Small stories that don’t warrant larger posts all their own.
- The City of Lexington, Virginia has filed a petition to dismiss the Virginia SCV’s lawsuit against the city, which seeks to overturn a 2011 ordinance that bars all non-governmental flags from city property, including light poles. (The ordinance does not prohibit the flag on private property, nor parades or other displays of the Confederate flag, as is sometimes claimed.) This latest filing is a standard motion that doesn’t add much significant to the case. My earlier thoughts on the plaintiff’s likelihood of prevailing in court are here.
- The long-running lawsuit of Candice Hardwick (above, with Confederate activist/performance artist H. K. Edgerton in 2006) appears to have come to an end, with the dismissal of her federal lawsuit against the administration of Latta High School, in Latta, South Carolina. In 2006, then-fifteen-year-old Hardwick was suspended twice from school for wearing a Confederate flag shirt. She sued, and her case became a cause celebré among heritage groups.

■ ■ ■ ■ ■ ■ ■

■ Exercise A
How many lines of the records contain the string "bucket", counting case? Give only the number.
The passage on Confederate flag lawsuits and the shape boundary entries are unrelated material.

(Shape boundary entries)
■ ■ ■ ■ ■ ■ ■

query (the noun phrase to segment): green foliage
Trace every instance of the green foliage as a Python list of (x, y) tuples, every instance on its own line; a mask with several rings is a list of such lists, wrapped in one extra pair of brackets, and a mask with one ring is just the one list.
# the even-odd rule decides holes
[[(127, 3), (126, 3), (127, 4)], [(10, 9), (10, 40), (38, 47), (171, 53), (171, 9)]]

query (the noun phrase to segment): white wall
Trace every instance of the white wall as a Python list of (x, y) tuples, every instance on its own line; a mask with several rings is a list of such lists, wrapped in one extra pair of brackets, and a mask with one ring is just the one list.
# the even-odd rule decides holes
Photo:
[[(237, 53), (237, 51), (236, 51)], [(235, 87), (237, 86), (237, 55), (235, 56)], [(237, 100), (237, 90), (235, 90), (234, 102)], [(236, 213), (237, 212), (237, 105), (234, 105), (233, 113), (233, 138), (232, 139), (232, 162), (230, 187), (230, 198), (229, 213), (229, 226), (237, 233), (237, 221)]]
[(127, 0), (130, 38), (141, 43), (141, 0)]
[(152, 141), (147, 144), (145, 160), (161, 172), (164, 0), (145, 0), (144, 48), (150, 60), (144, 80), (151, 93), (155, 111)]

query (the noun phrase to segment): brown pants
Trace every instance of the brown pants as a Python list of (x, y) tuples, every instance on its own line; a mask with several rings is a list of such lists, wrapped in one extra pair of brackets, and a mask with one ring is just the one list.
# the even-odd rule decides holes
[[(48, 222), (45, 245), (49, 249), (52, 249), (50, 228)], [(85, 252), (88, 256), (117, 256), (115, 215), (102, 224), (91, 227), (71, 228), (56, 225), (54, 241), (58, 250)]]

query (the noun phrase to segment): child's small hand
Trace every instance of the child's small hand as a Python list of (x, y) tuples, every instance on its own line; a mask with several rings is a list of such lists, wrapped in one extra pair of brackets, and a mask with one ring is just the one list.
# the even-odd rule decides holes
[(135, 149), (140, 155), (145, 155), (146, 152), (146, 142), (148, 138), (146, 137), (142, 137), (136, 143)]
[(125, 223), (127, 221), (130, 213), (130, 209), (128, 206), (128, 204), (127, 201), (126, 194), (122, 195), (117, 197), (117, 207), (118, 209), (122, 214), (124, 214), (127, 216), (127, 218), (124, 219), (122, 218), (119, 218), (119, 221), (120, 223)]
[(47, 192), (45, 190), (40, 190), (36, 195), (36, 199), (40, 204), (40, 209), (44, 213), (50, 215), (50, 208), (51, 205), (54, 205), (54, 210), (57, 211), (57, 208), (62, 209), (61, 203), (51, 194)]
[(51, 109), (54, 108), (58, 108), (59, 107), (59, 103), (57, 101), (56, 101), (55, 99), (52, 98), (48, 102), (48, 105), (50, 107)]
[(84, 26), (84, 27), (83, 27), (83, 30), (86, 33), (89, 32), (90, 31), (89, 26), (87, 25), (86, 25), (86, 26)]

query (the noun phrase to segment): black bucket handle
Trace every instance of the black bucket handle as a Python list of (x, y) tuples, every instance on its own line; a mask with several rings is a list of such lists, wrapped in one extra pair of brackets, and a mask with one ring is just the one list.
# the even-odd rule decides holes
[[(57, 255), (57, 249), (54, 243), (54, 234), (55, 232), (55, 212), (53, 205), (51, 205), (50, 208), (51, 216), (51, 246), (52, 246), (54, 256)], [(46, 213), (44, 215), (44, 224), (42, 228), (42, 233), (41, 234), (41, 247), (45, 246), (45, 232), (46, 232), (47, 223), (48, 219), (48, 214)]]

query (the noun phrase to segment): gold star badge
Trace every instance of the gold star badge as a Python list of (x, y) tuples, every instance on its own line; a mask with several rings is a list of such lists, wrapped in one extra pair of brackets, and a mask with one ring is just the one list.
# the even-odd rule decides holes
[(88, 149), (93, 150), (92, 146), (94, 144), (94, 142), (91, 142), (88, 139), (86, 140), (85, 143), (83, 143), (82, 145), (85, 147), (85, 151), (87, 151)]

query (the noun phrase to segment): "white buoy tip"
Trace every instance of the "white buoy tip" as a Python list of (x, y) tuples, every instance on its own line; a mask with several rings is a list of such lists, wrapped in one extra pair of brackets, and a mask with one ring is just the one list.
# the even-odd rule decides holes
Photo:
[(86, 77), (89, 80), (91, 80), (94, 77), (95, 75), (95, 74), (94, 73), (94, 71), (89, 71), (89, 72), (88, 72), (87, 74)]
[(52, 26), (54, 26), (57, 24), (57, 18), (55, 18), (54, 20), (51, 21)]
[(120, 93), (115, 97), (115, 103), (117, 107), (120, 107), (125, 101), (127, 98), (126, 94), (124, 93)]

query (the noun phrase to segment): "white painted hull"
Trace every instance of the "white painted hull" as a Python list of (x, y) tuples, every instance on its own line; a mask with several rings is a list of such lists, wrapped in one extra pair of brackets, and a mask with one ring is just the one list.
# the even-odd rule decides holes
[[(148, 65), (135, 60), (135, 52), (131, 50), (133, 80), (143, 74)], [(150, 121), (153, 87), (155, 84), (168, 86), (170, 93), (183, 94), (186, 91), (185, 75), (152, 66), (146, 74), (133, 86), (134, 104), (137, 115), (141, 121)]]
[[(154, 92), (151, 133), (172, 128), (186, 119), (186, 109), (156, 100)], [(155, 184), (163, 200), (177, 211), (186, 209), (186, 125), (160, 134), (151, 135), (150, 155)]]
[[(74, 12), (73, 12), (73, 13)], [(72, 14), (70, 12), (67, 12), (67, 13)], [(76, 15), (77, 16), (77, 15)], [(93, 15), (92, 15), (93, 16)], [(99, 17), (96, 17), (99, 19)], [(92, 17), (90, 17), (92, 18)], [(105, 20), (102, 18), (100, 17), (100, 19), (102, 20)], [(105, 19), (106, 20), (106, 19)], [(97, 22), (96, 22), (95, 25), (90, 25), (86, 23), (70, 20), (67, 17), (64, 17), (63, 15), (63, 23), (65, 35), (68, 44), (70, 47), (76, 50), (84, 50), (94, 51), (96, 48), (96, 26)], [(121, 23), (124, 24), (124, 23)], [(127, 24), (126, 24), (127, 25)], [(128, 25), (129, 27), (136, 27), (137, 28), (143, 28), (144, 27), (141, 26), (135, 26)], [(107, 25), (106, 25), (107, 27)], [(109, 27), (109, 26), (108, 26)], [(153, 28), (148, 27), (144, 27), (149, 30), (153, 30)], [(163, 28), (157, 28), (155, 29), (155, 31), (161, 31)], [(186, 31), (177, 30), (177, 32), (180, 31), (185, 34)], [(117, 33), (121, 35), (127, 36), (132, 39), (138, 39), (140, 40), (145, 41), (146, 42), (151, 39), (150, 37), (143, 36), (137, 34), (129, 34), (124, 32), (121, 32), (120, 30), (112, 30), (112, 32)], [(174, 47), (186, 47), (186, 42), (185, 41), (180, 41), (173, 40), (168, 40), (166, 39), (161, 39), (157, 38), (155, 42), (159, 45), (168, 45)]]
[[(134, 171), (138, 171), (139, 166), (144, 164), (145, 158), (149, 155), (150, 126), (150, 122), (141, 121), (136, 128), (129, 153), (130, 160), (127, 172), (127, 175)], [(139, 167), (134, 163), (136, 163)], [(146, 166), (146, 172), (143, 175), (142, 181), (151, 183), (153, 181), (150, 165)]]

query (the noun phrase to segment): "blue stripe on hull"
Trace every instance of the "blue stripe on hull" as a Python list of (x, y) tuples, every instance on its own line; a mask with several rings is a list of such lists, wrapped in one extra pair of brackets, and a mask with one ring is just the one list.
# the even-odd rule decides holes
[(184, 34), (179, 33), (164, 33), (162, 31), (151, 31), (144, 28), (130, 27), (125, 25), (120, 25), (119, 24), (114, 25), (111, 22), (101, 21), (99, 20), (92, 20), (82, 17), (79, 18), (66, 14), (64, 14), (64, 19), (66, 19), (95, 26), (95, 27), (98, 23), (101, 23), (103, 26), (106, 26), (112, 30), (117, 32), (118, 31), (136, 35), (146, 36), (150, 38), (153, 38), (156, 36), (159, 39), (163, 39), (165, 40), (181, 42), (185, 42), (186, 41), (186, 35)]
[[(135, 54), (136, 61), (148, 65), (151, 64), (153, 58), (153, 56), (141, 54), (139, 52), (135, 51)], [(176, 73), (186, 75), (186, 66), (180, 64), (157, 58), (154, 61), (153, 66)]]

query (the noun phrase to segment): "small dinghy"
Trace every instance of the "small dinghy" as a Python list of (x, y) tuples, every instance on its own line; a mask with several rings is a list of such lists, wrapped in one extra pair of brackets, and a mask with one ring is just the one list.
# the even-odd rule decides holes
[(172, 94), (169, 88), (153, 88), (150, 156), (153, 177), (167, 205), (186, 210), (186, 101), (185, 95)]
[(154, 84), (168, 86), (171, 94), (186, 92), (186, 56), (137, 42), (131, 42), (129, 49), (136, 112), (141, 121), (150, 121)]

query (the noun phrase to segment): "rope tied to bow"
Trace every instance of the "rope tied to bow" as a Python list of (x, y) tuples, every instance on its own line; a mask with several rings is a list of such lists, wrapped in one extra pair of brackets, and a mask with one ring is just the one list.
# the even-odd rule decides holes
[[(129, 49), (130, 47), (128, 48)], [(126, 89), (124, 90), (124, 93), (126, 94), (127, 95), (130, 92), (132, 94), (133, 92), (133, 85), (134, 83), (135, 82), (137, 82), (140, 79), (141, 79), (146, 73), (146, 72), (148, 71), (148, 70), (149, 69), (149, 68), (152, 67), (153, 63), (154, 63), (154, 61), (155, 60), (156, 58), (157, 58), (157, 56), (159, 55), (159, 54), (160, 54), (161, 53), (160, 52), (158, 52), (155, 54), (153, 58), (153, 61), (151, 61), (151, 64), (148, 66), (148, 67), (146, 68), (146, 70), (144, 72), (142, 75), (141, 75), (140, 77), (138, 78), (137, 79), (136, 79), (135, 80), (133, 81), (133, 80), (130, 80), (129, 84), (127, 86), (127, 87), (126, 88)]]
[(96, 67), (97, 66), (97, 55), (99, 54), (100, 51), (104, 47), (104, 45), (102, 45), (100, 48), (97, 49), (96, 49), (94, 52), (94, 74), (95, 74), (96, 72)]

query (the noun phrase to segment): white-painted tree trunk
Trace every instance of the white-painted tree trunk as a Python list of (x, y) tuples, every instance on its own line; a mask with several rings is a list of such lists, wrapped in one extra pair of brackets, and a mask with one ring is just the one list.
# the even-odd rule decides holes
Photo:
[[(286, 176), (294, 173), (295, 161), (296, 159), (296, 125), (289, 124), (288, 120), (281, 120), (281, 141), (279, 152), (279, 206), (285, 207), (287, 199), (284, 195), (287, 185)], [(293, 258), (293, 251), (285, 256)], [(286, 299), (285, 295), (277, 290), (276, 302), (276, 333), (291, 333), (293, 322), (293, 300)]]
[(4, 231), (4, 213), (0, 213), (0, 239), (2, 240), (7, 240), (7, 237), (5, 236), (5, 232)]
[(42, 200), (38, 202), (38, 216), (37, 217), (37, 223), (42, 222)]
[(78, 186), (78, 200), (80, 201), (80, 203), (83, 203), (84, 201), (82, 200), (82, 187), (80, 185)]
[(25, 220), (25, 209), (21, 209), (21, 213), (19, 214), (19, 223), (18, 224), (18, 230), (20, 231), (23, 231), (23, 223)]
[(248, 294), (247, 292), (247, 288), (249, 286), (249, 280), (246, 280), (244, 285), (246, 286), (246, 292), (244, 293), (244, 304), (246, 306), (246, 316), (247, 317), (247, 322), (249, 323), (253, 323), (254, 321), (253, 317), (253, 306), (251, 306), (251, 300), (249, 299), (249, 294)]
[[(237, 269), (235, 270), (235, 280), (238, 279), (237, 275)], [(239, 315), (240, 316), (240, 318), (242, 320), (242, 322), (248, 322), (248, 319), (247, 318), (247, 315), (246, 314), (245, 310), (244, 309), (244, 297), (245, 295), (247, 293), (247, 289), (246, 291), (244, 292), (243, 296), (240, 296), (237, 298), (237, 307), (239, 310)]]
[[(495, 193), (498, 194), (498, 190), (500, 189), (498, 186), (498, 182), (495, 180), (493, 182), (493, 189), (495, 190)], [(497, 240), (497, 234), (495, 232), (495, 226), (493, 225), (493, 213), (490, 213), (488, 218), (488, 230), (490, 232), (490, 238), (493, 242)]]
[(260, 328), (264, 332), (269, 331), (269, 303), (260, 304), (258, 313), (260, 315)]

■ ■ ■ ■ ■ ■ ■

■ Exercise B
Can you print the stretch of the passage on Confederate flag lawsuits from "- The long-running" through "among heritage groups."?

■ Full answer A
2

■ Full answer B
- The long-running lawsuit of Candice Hardwick (above, with Confederate activist/performance artist H. K. Edgerton in 2006) appears to have come to an end, with the dismissal of her federal lawsuit against the administration of Latta High School, in Latta, South Carolina. In 2006, then-fifteen-year-old Hardwick was suspended twice from school for wearing a Confederate flag shirt. She sued, and her case became a cause celebré among heritage groups.